Exercise description :: Recast the entries below as a JSON list of strings, one string per line with blank lines left out, covering only the span from the line that contains "antler tine, which" through the end of the entries, both ends included.

Records to use ::
━━━

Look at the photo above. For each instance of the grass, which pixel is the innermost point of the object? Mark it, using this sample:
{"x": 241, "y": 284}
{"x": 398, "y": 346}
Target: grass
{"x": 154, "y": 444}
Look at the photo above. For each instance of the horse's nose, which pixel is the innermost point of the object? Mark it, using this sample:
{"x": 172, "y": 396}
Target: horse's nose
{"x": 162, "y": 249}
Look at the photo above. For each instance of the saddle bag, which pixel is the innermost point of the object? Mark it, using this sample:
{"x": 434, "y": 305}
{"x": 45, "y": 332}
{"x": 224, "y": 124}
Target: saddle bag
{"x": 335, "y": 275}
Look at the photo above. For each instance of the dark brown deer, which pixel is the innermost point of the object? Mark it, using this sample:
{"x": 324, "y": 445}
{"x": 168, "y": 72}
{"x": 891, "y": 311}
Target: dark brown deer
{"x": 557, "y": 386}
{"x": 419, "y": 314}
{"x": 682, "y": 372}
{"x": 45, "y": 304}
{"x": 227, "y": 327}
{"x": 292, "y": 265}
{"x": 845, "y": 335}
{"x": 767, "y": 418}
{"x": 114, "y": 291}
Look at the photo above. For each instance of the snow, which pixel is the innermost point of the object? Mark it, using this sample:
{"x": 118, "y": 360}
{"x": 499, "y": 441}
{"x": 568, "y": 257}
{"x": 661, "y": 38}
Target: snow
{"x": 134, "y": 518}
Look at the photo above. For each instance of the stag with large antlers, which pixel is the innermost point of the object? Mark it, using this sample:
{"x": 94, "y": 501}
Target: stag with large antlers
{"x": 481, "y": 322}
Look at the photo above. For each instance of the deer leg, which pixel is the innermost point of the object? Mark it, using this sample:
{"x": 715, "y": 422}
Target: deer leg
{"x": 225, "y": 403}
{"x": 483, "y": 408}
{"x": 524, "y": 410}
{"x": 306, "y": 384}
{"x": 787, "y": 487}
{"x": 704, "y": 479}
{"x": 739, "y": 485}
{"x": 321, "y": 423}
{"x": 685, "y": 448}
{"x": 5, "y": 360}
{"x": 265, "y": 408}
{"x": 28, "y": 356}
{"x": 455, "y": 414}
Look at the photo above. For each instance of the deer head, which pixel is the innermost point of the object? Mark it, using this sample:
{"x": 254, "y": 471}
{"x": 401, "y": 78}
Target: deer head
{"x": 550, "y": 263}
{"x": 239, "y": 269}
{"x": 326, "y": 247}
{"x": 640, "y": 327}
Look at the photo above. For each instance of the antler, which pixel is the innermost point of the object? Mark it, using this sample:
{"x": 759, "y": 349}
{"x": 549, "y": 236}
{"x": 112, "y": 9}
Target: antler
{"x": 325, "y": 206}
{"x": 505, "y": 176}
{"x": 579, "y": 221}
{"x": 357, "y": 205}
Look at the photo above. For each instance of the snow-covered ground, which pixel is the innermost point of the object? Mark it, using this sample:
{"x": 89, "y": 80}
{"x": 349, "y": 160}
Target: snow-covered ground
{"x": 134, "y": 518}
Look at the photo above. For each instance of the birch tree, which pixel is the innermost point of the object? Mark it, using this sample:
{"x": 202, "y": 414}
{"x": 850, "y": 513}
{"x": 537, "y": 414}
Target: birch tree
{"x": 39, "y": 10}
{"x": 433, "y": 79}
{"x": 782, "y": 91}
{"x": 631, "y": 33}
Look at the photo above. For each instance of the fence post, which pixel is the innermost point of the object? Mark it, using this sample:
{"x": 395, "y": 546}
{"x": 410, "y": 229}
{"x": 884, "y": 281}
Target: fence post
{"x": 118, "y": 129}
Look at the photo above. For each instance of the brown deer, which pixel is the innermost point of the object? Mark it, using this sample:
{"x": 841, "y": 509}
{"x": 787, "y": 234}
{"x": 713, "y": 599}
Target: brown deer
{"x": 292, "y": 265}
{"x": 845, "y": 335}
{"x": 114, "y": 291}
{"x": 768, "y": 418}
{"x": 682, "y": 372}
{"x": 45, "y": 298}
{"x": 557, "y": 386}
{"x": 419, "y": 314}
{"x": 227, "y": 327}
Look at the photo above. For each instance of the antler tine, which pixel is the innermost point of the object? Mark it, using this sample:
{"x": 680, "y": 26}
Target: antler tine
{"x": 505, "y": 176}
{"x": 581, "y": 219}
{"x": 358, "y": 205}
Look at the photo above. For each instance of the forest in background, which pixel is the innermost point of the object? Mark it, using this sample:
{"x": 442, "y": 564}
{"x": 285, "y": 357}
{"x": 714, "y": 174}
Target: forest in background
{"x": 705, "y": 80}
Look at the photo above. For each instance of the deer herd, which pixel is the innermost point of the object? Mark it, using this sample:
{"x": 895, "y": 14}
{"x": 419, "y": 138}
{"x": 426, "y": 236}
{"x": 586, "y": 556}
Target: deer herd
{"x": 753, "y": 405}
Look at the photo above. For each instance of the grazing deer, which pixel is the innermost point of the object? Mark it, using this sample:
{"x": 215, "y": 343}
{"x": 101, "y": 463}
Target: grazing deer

━━━

Solution ::
[
  "Look at the photo above. For each instance of the antler tine, which pixel is the innermost point of the object? Mark it, using this sample:",
  "{\"x\": 680, \"y\": 26}",
  "Target: antler tine",
  "{\"x\": 505, \"y\": 176}",
  "{\"x\": 581, \"y\": 219}",
  "{\"x\": 358, \"y\": 205}",
  "Look at the photo above. For each instance of the forest in background, which pixel is the innermost point of the object? Mark it, using this sample:",
  "{\"x\": 442, \"y\": 564}",
  "{\"x\": 285, \"y\": 357}",
  "{\"x\": 714, \"y\": 174}",
  "Target: forest in background",
  "{\"x\": 705, \"y\": 80}",
  "Look at the photo above. For each instance of the deer herd, which pixel is the innermost point of the object? Mark it, using this sample:",
  "{\"x\": 895, \"y\": 14}",
  "{\"x\": 419, \"y\": 138}",
  "{\"x\": 426, \"y\": 236}",
  "{\"x\": 586, \"y\": 556}",
  "Target: deer herd",
  "{\"x\": 753, \"y\": 405}",
  "Look at the photo above. For each instance of the grazing deer, which pixel is the innermost point of the object? Mark it, using this sample:",
  "{\"x\": 215, \"y\": 343}",
  "{\"x\": 101, \"y\": 463}",
  "Target: grazing deer"
]